▶ [Instructions to follow]: Only the text of the records, copied exactly, is wanted; no pictures.

[Items from a dataset]
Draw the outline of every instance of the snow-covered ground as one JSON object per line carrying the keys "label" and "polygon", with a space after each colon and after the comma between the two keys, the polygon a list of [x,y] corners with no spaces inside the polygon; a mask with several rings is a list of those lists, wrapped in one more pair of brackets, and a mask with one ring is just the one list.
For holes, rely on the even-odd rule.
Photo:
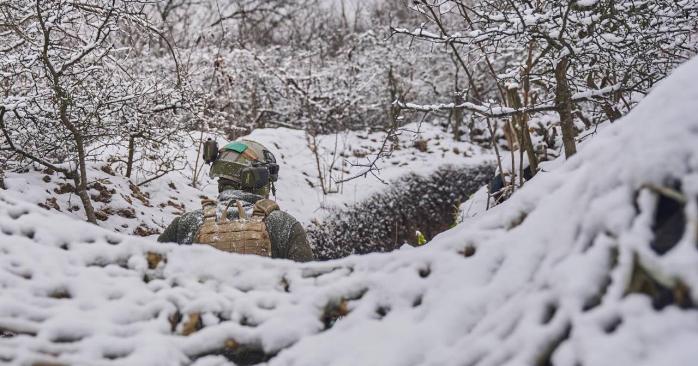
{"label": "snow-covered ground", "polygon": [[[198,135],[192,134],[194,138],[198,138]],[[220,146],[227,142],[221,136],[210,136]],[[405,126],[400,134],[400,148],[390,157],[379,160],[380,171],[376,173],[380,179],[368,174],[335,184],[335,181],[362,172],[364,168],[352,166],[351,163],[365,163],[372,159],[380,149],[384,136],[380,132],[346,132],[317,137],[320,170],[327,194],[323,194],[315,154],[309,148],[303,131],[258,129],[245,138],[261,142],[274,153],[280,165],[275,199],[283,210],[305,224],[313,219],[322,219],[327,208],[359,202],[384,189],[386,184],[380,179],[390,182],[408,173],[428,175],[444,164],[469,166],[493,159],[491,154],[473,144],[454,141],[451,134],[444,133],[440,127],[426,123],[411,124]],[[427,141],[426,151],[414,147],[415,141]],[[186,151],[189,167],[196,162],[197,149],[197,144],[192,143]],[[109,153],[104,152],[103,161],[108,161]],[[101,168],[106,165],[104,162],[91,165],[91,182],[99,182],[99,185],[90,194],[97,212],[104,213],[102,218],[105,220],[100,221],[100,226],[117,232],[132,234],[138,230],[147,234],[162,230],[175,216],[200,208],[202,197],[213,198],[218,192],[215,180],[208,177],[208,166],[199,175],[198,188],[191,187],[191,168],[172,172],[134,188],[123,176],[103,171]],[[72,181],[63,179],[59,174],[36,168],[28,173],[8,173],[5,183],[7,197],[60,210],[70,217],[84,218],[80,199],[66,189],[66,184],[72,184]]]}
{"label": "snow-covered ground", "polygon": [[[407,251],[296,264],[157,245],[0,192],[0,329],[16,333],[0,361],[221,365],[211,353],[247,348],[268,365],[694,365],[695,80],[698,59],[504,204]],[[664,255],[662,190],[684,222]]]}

▶ [Expected output]:
Draw the outline of every instance of the snow-covered ground as one JSON object per line carrying the keys "label" and "polygon", with a space after each colon and after the comma between the two keys, the polygon a list of [x,y] corners with no spaces inside the polygon; a mask with several rings is a list of those lists, wrapped in one more pair of brackets, and a mask with one ring is just the one list.
For holes, rely on the even-odd rule.
Photo:
{"label": "snow-covered ground", "polygon": [[[198,135],[192,134],[194,138],[198,138]],[[220,146],[227,142],[221,136],[210,136]],[[405,126],[400,134],[400,148],[390,157],[379,160],[380,171],[376,173],[380,179],[368,174],[335,184],[335,181],[362,172],[364,168],[352,166],[351,163],[365,163],[372,159],[380,149],[384,136],[380,132],[346,132],[317,137],[320,170],[327,194],[323,194],[315,154],[309,148],[303,131],[258,129],[245,138],[261,142],[274,153],[280,165],[275,199],[283,210],[305,224],[313,219],[322,219],[327,208],[359,202],[384,189],[386,184],[380,179],[390,182],[408,173],[428,175],[444,164],[469,166],[493,159],[491,154],[473,144],[454,141],[451,134],[444,133],[440,127],[426,123],[411,124]],[[427,141],[426,151],[414,147],[415,141]],[[186,151],[189,167],[196,162],[197,149],[197,144],[192,143]],[[109,153],[104,152],[103,161],[108,161]],[[101,168],[106,165],[104,162],[91,165],[91,182],[99,182],[99,185],[90,194],[97,212],[104,213],[102,218],[105,220],[100,221],[100,226],[117,232],[132,234],[138,230],[147,234],[162,230],[175,216],[200,208],[202,197],[213,198],[218,192],[215,180],[208,177],[208,166],[199,175],[198,188],[191,187],[191,168],[172,172],[134,188],[123,176],[103,171]],[[72,181],[63,179],[59,174],[36,168],[28,173],[8,173],[5,183],[7,197],[60,210],[70,217],[84,218],[80,199],[66,189],[66,184],[72,184]]]}
{"label": "snow-covered ground", "polygon": [[[407,251],[296,264],[157,245],[0,192],[0,329],[16,333],[0,361],[221,365],[211,353],[247,348],[268,365],[694,365],[695,80],[698,59],[504,204]],[[664,255],[662,190],[684,222]]]}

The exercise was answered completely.